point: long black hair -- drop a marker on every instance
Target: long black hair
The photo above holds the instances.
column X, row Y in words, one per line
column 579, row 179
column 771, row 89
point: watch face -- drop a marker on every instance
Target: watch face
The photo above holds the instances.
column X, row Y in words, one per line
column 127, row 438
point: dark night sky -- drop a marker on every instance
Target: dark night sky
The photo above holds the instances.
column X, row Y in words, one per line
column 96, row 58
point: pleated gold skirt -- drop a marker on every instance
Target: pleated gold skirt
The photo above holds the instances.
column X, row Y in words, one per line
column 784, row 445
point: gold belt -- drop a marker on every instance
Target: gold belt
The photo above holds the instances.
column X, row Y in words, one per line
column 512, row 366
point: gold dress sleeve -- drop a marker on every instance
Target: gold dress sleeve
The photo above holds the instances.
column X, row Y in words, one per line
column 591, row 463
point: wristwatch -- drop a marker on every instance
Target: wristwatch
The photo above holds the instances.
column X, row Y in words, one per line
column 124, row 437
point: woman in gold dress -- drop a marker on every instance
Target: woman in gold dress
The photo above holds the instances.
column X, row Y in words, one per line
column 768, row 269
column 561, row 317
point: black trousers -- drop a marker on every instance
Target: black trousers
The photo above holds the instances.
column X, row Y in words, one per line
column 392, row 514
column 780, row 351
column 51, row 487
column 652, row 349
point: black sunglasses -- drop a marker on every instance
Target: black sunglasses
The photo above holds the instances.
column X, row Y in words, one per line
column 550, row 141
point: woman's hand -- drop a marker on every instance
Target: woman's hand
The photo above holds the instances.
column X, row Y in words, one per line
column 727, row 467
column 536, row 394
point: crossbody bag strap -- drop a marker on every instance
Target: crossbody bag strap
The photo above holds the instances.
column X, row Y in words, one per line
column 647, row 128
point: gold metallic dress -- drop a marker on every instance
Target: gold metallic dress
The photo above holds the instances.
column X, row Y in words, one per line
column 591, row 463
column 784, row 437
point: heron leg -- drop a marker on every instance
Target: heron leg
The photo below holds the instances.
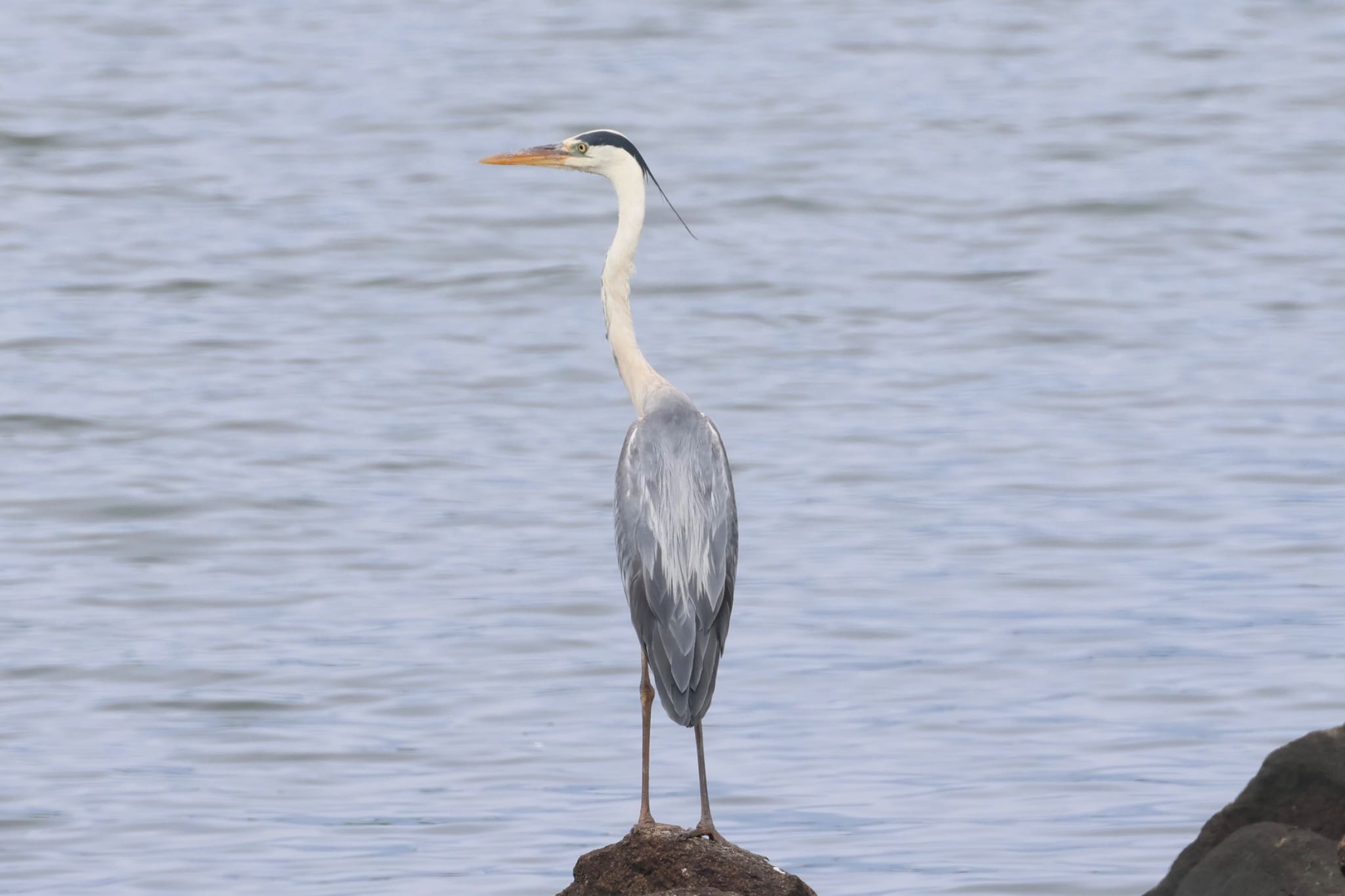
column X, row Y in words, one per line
column 646, row 704
column 705, row 828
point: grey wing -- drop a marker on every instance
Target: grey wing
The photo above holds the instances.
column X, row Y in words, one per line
column 677, row 540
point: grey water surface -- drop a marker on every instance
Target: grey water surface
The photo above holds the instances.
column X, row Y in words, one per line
column 1024, row 324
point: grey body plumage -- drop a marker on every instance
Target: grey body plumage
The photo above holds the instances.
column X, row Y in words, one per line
column 677, row 526
column 677, row 542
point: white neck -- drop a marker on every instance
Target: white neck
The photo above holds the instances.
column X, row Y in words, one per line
column 640, row 379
□ □ □ □ □ □ □
[WRITTEN REQUEST]: All of the material above is to be copied exactly, except for its images.

[THE RESPONSE]:
point: long black hair -- drop a marker on every instance
Target: long black hair
The photo above holds the instances.
column X, row Y in words, one per line
column 579, row 179
column 771, row 89
point: watch face -- drop a marker on every instance
Target: watch face
The photo above holds the instances.
column X, row Y in words, one per line
column 127, row 438
point: dark night sky -- drop a marker on every instance
Target: dark night sky
The photo above holds the instances.
column X, row Y in words, one per line
column 96, row 58
point: pleated gold skirt -- drop a marker on every instance
Target: pleated gold skirt
The photo above holds the instances.
column X, row Y in words, one per line
column 784, row 445
point: gold belt -- drop a marker on every instance
Target: gold belt
The photo above holds the instances.
column X, row Y in words, one per line
column 512, row 366
point: gold dress sleeve -- drop a marker on every instance
Target: gold dress sleeve
The photo above holds the instances.
column X, row Y in words, one per line
column 591, row 463
point: wristwatch -- drop a marker on every instance
Target: wristwatch
The photo above holds the instances.
column X, row Y in words, one per line
column 124, row 437
point: woman in gold dress -- drop a marker on every instance
Target: woman in gold dress
The photo above holds the instances.
column X, row Y in words, one per line
column 768, row 269
column 561, row 317
point: black trousers -- drop a marker on every instance
Target: black trousers
The photo above holds the instances.
column X, row Y in words, one per line
column 392, row 514
column 780, row 351
column 51, row 487
column 652, row 349
point: black sunglasses -- drop a marker on every instance
Target: black sunglasses
The photo above holds the instances.
column X, row Y in words, one per line
column 550, row 141
point: woman's hand -- drop a marker on every instance
Target: woman's hand
The photo above holds the instances.
column X, row Y in words, one per line
column 727, row 467
column 536, row 394
point: crossbody bag strap -- drop a marker on every instance
Target: crossbody bag strap
The photo above holds the instances.
column X, row Y in words, one per line
column 647, row 128
point: gold metallic dress -- drop a marker on every instance
Target: gold metallic dress
The photo above holds the instances.
column X, row Y in words, one per line
column 591, row 463
column 784, row 437
point: heron leg -- drop a marker on every instance
Target: heron leg
The photo below holds the instances.
column X, row Y in words, one per line
column 646, row 704
column 705, row 828
point: grey wing -- drop a marker on every instance
Target: grey wing
The photo above holds the instances.
column X, row Y in words, one per line
column 677, row 540
point: grey water surface -- drop a marker on every instance
Target: grey water surface
The photo above holds the instances.
column X, row Y in words, one per line
column 1024, row 324
point: grey body plumage -- drop a marker on every instance
Target: grey body plumage
The photo above holds the instances.
column X, row Y in words, one per line
column 677, row 526
column 677, row 542
point: white neck -- drop a marker on every instance
Target: white neck
The photo above holds the instances.
column X, row Y in words, one per line
column 640, row 379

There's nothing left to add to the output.